OBJECTIVE:
Reproduce every record below exactly as it appears.

(Point-based annotation data)
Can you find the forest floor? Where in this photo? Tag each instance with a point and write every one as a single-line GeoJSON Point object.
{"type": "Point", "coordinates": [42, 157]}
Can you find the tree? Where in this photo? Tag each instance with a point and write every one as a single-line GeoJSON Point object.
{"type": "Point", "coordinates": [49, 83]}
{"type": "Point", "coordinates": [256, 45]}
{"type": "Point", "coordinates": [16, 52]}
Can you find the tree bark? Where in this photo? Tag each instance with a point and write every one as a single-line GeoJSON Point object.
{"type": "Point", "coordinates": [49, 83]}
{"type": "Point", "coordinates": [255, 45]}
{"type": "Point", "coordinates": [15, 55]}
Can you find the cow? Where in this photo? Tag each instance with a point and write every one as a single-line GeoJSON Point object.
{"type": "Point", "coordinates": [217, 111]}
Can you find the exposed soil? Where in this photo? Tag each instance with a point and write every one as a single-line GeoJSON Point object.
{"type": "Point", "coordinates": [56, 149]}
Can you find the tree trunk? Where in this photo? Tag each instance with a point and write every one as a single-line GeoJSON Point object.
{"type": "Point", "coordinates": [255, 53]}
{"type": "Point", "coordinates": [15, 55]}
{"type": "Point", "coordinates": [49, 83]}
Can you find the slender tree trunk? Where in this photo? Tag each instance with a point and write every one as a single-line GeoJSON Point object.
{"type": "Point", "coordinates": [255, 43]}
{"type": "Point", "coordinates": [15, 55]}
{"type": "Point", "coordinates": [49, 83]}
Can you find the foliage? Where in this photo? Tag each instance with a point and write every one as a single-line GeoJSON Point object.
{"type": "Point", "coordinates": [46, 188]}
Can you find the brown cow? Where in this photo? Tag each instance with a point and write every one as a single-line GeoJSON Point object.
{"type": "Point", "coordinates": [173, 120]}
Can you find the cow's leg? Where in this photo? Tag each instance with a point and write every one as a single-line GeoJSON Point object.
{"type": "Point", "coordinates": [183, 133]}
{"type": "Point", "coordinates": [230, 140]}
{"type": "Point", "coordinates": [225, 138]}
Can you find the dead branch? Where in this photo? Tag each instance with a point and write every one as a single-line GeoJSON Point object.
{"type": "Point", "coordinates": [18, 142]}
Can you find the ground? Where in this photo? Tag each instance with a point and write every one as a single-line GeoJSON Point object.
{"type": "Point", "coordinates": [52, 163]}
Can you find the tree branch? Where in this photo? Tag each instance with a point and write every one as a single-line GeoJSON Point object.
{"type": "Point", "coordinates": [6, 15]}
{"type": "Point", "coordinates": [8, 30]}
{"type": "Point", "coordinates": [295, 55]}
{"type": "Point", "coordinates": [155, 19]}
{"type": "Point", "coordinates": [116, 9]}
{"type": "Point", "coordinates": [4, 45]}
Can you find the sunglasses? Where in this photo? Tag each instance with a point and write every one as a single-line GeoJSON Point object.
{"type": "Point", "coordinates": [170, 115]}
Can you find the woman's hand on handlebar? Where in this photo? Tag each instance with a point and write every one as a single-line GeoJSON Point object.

WRITTEN ANSWER:
Can you find the forest floor? Where in this photo? Tag each instance with a point and write every one as a single-line GeoJSON Point object.
{"type": "Point", "coordinates": [42, 157]}
Can you find the tree? Where in this photo? Tag each instance with a point and write every one as a single-line GeoJSON Point object.
{"type": "Point", "coordinates": [49, 83]}
{"type": "Point", "coordinates": [256, 45]}
{"type": "Point", "coordinates": [16, 52]}
Can you find the tree bark? Where in this photo? Tag each instance with a point and write every one as a single-line GeoJSON Point object.
{"type": "Point", "coordinates": [49, 83]}
{"type": "Point", "coordinates": [255, 45]}
{"type": "Point", "coordinates": [15, 55]}
Can you find the cow? Where in this photo? Tag each instance with a point and write every one as a single-line GeoJSON Point object.
{"type": "Point", "coordinates": [217, 111]}
Can you find the exposed soil? Where in this photo? Tag each instance with a point and write every one as a single-line GeoJSON Point object.
{"type": "Point", "coordinates": [56, 149]}
Can you find the tree trunk? Where in this photo? Tag each instance with a point and write every one as a single-line GeoJSON Point object.
{"type": "Point", "coordinates": [255, 53]}
{"type": "Point", "coordinates": [15, 55]}
{"type": "Point", "coordinates": [49, 83]}
Can you find the slender tree trunk? Where in this photo? Tag each instance with a point and write every one as a single-line GeoJSON Point object.
{"type": "Point", "coordinates": [255, 43]}
{"type": "Point", "coordinates": [15, 55]}
{"type": "Point", "coordinates": [49, 83]}
Can you find the foliage? Where in this photo? Tag each instance with a point and write every one as a single-line GeoJSON Point object.
{"type": "Point", "coordinates": [46, 188]}
Can you find the brown cow? Where in this photo? Tag each instance with a point and write every one as a single-line GeoJSON Point object.
{"type": "Point", "coordinates": [173, 120]}
Can you find the cow's leg? Where in this photo? Tag each instance with a point and write every one as a single-line GeoJSON Point object.
{"type": "Point", "coordinates": [183, 133]}
{"type": "Point", "coordinates": [230, 140]}
{"type": "Point", "coordinates": [225, 138]}
Can you find the dead branch? Where in this photo? Tag each instance with a point and write every one as a single-line GeoJSON Point object.
{"type": "Point", "coordinates": [18, 142]}
Can you find the ground? Where in this photo? Tag each instance with a point and write every one as a single-line GeoJSON Point object.
{"type": "Point", "coordinates": [52, 163]}
Can you find the tree branch? Where in this photo? Tag each instance with a point and write every one as a single-line GeoJSON Point object.
{"type": "Point", "coordinates": [6, 15]}
{"type": "Point", "coordinates": [8, 30]}
{"type": "Point", "coordinates": [295, 55]}
{"type": "Point", "coordinates": [155, 19]}
{"type": "Point", "coordinates": [116, 9]}
{"type": "Point", "coordinates": [4, 45]}
Can you find the sunglasses? Where in this photo? Tag each instance with a point and write every one as a single-line GeoJSON Point object.
{"type": "Point", "coordinates": [170, 115]}
Can you find the woman's hand on handlebar? Where in this photo? Tag each instance with a point and write every one as a single-line GeoJSON Point object.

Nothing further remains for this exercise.